Work instructions: Can you transcribe the data exactly? Leave the pictures out.

'''

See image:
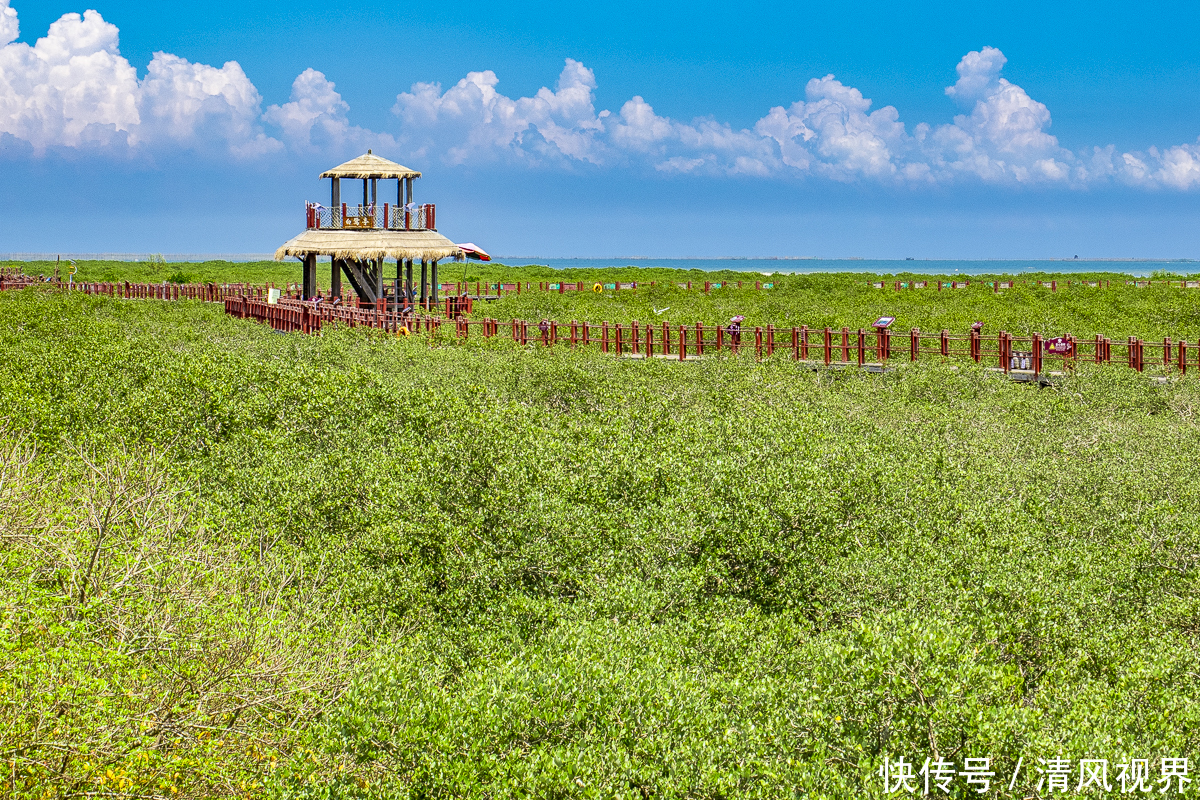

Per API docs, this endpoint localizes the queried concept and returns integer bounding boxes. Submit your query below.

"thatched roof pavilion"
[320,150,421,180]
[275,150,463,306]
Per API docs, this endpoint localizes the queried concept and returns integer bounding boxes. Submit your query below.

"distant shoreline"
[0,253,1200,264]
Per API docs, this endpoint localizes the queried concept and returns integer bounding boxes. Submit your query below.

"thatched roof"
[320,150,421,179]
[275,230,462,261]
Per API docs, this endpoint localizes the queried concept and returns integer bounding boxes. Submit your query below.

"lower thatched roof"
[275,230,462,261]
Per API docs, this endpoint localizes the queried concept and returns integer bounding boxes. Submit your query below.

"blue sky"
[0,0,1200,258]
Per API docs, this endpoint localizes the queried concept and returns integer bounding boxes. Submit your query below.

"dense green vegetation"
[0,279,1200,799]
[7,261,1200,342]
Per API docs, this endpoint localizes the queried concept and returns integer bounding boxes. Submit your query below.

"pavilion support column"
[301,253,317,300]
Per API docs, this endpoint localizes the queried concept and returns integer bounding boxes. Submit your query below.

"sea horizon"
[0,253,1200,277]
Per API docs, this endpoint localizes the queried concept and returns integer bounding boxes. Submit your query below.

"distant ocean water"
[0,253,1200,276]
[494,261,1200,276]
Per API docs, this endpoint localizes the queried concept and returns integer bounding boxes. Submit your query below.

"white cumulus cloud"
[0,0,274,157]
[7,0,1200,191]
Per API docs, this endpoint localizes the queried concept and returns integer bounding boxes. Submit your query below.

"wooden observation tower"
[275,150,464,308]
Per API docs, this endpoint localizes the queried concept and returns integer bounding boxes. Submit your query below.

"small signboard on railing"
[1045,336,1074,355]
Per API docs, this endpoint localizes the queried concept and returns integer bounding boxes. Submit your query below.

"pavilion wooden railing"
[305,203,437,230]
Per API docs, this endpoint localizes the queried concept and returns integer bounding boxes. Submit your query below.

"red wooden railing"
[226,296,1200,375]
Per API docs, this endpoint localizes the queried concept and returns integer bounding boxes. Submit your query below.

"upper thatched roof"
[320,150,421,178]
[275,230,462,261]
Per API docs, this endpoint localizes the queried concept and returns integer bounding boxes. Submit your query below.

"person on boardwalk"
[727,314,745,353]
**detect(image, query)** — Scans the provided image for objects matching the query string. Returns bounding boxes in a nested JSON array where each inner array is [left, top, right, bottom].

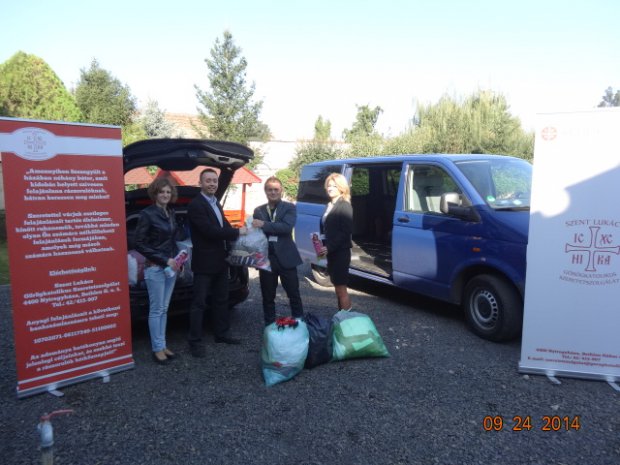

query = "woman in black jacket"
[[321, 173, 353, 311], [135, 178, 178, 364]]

'''

Written solution:
See image:

Per API docs, this endpoint localizes the queried concept and returns integer bounding boxes. Submit your query below.

"thatched roof pavilion"
[320,150,421,180]
[275,150,463,306]
Per API docs, this endpoint localizes the queried concept and returns integer bounding boxes. Submit your query below.

"distant shoreline"
[0,253,1200,264]
Per API docs, this endpoint localizes the queried concept and returns integer bounding boxes. Submit your query below.

"thatched roof"
[320,150,421,179]
[275,230,462,261]
Per API docs, this endpoint localizes the queried concept and returns integer bounding boxes. Submit your query below.

"lower thatched roof"
[275,230,462,261]
Per API docs, this endpoint localizes the queried concept and returns integer bounding boxes. Submit your query below.

"blue sky"
[0,0,1200,258]
Per API docs, this endpoint localizes the queried concept and returns integer bounding boxes. Submit your query below.

"dense green vegetation"
[0,279,1200,799]
[7,261,1200,342]
Per API docs, this endpoint localizes the queried concept and returns integer bounding boxes. Submit your query below.

"pavilion support column"
[301,253,317,300]
Per API docs, this endpoint localizes the queried concept and returns integer bounding boxes. Submit your query below.

"sea horizon"
[0,253,1200,277]
Per API docs, this endpoint localizes the queried concept and returns integer bounding boxes. Submit your query below.

"distant ocean water"
[0,253,1200,276]
[494,261,1200,276]
Per API docs, this endpoint localizes the queried concept and returns integer bounding boxes. Submit your query below.

"white cumulus cloud"
[0,0,274,157]
[7,0,1200,191]
Per API docs, this endpoint localizes the queried concept and returns integer bounding boxes. Submit your query below.

"wooden observation tower"
[275,150,464,308]
Per API docs, this endpoint localizes the queried concept and returns integer bounding boxes. Submit your query below.

"small signboard on railing"
[1045,336,1074,355]
Per API docs, this endpoint localizes the queried concept and returns integer bounding boxes. Submit your query below.

"pavilion wooden railing"
[305,203,437,230]
Per API docs, this endpoint localizes the queried concept and returns integer bounding boxes. Submit your query below.

"red wooden railing"
[226,296,1200,375]
Per API docs, this endpoint localizes the queried concept and returns integer bounding boxes. Submit your query below.

"upper thatched roof"
[320,150,421,178]
[275,230,462,261]
Per API docs, this endpoint localizes the queried concept and returns integer bounding boxes. Submit your query below.

"person on boardwalk"
[727,314,745,353]
**detect(image, query)** — Scans the provided image for objects matching the query string. Returns bounding boxes in a nested JSON array where each inner array is [left, top, right, bottom].


query = "woman in black jacket"
[[321, 173, 353, 311], [135, 178, 178, 364]]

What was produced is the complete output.